Begin Records for this exercise

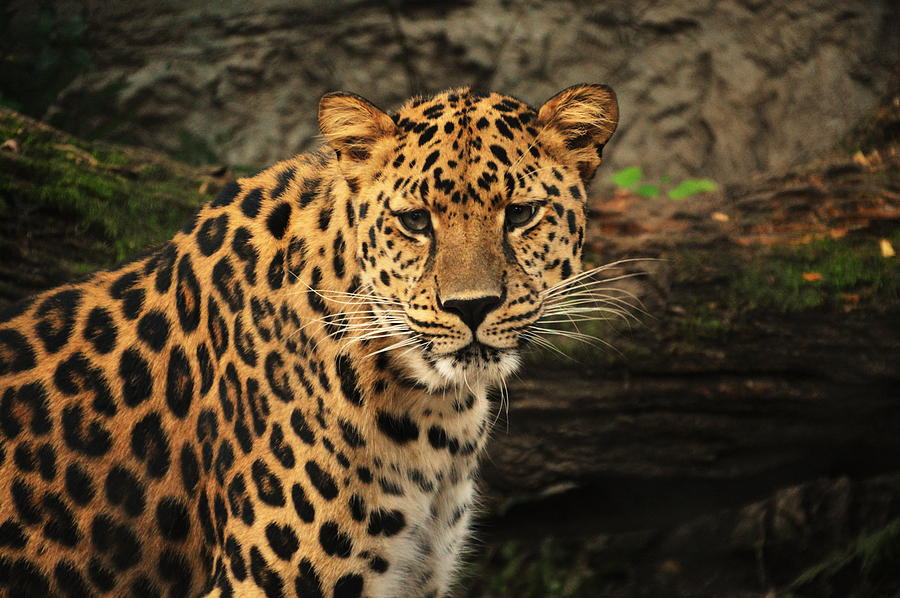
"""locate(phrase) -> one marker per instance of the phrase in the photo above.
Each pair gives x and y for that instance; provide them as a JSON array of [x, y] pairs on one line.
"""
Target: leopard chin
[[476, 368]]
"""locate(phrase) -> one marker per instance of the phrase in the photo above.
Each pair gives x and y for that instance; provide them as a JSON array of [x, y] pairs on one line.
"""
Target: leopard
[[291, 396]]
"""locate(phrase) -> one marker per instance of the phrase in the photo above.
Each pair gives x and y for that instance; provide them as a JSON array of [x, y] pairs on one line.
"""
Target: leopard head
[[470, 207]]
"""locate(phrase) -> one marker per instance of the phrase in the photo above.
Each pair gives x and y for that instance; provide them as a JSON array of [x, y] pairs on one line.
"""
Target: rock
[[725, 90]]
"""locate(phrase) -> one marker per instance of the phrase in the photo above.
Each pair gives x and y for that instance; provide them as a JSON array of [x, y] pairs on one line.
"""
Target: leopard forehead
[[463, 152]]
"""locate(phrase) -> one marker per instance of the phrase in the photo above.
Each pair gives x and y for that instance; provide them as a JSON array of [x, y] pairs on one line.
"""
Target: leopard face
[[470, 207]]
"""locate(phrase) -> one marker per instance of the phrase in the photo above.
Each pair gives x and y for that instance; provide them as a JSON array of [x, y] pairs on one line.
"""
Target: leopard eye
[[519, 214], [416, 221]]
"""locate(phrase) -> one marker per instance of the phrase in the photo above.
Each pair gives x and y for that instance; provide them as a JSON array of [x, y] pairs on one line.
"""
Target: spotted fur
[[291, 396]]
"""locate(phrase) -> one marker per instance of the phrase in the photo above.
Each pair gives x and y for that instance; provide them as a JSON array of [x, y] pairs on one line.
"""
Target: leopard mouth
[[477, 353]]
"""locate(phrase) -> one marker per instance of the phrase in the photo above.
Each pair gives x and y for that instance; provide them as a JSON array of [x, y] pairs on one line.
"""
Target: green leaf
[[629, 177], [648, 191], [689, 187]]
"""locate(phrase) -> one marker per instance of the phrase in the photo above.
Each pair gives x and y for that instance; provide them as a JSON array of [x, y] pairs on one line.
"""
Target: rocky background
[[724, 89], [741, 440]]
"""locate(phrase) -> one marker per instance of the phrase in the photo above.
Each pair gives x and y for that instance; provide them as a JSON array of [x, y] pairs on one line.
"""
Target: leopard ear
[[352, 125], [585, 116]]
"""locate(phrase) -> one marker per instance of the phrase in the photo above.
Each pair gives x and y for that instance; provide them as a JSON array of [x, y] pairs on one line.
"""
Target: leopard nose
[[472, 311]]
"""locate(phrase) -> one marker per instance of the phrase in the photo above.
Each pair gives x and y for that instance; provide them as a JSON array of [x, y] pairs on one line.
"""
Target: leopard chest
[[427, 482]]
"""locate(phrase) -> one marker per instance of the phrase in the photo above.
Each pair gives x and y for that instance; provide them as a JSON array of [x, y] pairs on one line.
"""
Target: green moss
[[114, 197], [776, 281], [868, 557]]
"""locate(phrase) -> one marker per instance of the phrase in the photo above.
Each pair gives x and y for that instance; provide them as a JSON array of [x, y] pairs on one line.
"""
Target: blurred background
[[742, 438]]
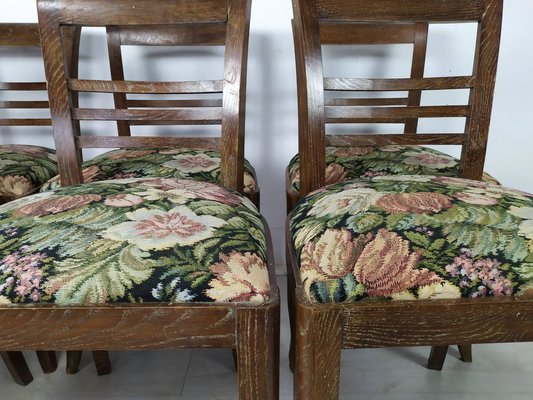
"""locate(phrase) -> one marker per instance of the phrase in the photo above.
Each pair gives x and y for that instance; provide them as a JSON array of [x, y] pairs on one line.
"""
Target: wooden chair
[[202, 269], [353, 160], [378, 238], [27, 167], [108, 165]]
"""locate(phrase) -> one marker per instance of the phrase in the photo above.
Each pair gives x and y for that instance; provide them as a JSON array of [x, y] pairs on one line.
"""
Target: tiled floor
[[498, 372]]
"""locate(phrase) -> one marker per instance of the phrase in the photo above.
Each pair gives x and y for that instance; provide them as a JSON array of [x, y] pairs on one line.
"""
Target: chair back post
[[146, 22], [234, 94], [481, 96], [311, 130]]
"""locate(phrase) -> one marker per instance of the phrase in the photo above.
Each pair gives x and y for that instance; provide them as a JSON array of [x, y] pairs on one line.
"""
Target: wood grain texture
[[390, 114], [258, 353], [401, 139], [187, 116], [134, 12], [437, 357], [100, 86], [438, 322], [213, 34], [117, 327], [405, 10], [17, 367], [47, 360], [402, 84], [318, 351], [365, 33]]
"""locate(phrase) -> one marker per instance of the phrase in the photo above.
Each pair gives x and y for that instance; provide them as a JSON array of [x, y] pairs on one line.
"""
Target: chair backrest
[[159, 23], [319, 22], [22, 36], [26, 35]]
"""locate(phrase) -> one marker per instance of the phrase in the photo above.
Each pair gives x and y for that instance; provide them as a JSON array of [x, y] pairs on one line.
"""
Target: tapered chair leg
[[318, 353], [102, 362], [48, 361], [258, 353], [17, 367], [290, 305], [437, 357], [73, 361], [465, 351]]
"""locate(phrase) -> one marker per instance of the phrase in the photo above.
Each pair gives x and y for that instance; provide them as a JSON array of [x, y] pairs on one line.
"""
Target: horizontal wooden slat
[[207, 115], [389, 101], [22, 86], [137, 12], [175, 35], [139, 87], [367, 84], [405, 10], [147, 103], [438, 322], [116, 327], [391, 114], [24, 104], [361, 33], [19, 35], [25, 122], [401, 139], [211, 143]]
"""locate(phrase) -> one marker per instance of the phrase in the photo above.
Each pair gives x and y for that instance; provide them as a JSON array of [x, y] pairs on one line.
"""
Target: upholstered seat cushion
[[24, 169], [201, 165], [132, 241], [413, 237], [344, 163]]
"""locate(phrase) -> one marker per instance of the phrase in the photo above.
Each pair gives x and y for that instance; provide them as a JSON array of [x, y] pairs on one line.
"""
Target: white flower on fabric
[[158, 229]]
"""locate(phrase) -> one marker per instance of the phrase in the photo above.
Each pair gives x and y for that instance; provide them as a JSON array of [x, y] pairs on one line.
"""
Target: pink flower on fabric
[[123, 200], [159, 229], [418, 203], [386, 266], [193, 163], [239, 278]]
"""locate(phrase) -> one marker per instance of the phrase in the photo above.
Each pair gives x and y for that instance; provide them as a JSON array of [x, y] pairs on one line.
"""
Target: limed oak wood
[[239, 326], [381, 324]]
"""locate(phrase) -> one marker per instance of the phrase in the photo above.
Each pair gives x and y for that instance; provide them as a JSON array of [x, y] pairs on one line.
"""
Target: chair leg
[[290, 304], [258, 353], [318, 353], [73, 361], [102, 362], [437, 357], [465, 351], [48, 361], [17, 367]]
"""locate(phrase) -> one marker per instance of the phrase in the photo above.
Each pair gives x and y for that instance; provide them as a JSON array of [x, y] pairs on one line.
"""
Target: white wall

End Records for this exercise
Begin Records for this exercise

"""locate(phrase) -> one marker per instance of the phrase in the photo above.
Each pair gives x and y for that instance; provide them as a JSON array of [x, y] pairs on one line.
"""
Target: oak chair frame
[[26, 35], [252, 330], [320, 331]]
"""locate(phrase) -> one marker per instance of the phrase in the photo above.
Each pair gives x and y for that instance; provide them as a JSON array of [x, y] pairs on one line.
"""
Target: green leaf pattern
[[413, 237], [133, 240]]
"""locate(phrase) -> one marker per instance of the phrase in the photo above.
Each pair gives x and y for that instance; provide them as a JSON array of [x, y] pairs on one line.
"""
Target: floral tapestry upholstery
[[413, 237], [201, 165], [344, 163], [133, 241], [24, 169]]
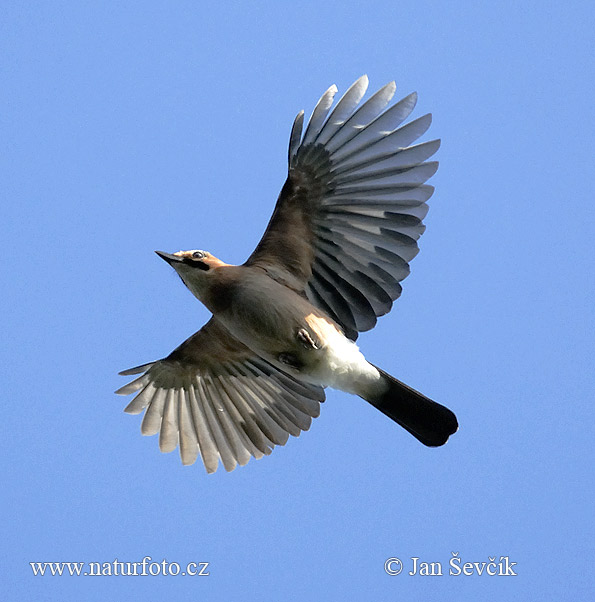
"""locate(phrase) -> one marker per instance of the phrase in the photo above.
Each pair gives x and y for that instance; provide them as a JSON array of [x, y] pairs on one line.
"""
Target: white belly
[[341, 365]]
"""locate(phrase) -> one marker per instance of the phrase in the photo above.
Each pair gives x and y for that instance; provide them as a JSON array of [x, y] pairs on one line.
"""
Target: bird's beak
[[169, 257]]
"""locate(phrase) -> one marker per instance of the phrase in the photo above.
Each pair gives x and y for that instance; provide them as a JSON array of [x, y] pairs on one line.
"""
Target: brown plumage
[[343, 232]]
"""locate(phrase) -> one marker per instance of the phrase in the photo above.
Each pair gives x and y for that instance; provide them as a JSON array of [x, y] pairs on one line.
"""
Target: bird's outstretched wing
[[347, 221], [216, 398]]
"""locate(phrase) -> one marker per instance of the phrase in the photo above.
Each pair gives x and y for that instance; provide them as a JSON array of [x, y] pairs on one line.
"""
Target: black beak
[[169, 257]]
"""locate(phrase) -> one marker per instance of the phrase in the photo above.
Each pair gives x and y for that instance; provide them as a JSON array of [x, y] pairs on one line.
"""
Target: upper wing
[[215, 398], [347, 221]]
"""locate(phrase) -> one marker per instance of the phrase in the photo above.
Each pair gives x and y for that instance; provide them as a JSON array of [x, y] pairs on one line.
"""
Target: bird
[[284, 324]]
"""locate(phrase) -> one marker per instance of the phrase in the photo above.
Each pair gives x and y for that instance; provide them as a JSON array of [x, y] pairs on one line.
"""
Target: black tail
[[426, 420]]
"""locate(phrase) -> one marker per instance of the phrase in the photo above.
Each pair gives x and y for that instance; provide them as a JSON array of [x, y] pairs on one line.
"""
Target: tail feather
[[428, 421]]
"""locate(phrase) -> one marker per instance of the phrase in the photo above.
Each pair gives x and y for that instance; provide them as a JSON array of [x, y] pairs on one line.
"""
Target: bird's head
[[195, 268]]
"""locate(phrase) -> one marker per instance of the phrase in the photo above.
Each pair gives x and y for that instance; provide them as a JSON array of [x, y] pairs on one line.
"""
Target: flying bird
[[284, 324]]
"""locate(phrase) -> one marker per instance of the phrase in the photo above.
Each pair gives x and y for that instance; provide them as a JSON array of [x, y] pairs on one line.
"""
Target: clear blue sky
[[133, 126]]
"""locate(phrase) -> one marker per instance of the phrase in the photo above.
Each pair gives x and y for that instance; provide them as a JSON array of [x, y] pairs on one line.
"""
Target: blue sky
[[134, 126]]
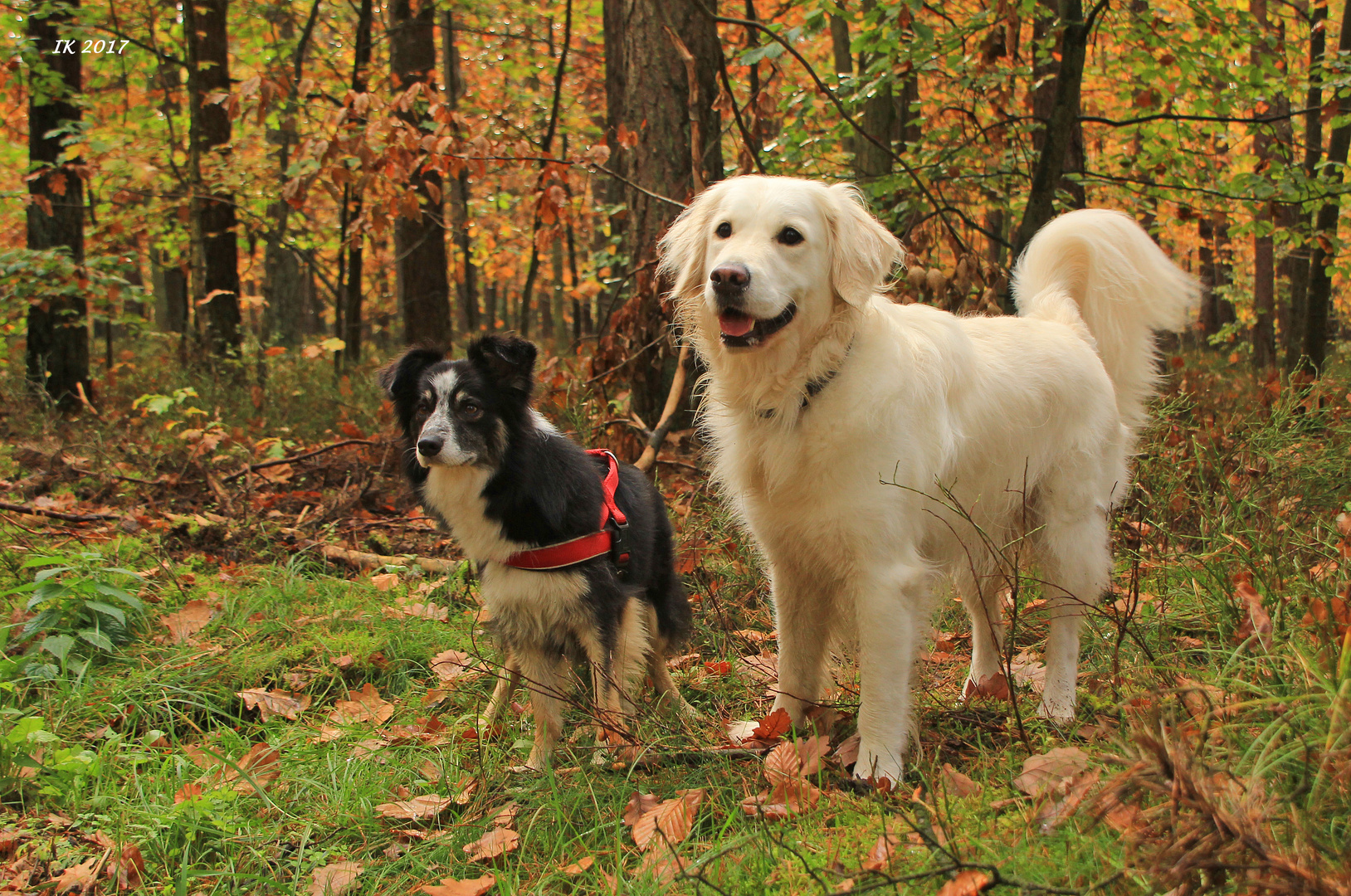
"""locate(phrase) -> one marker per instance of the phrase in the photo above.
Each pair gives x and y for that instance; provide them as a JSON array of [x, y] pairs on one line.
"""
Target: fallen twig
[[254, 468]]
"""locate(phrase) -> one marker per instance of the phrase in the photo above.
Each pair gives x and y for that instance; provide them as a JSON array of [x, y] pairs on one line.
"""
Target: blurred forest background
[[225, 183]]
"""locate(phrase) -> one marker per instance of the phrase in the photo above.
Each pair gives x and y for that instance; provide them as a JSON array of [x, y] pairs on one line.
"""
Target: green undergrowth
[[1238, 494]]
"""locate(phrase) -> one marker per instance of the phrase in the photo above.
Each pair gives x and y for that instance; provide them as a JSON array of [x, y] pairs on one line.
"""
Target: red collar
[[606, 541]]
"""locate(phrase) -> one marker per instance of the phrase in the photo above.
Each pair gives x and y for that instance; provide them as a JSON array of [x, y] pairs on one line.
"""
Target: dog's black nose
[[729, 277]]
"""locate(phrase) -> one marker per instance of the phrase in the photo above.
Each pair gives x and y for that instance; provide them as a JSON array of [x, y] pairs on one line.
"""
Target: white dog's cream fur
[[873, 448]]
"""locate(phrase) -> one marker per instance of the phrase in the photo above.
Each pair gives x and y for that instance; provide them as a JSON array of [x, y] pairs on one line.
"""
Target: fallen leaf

End Records for this exercise
Begin Records for this exercise

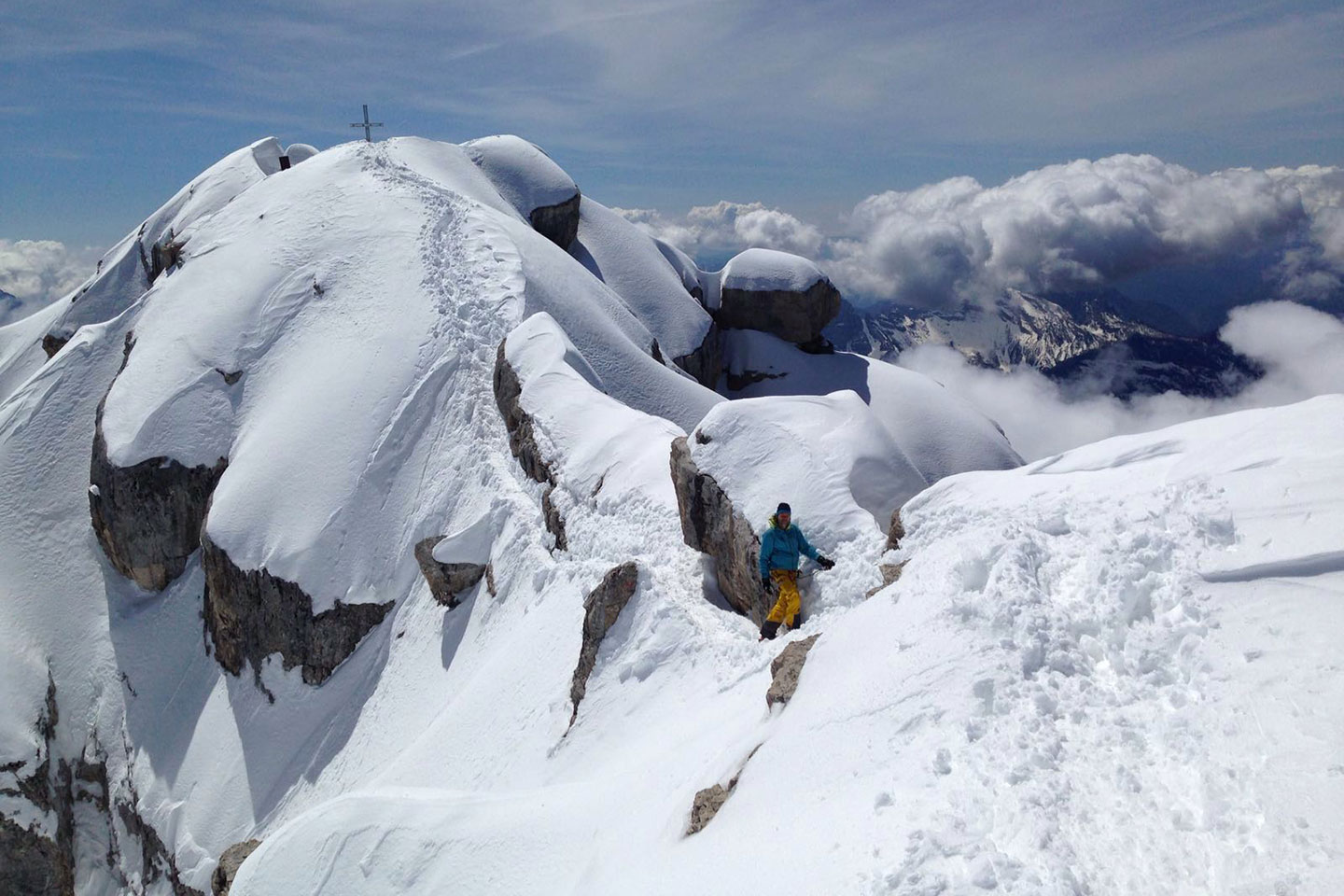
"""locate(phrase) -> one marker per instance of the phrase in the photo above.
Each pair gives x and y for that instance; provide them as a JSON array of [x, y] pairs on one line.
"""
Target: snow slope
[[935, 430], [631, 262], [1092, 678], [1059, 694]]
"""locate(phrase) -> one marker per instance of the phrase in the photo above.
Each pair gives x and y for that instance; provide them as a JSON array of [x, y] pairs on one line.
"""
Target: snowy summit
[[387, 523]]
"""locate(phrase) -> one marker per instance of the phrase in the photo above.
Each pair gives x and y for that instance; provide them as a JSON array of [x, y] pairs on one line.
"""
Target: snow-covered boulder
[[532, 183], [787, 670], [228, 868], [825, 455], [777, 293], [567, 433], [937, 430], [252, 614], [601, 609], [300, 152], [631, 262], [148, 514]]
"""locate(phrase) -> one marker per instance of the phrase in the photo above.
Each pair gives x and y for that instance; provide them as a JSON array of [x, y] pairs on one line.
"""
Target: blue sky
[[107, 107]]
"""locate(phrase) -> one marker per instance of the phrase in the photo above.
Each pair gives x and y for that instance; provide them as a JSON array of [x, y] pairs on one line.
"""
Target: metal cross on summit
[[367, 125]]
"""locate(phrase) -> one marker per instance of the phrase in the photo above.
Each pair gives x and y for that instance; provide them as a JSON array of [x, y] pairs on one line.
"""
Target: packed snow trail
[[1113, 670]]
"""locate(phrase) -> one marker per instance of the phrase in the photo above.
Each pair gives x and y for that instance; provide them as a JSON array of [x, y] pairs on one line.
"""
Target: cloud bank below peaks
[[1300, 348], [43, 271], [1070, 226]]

End Records for this exercise

- Job
Report every line of the items above that contains the word "background", copying each line in full. Match case.

- Correct output
Target: rocky background
Target: blurred background
Target: blurred forest background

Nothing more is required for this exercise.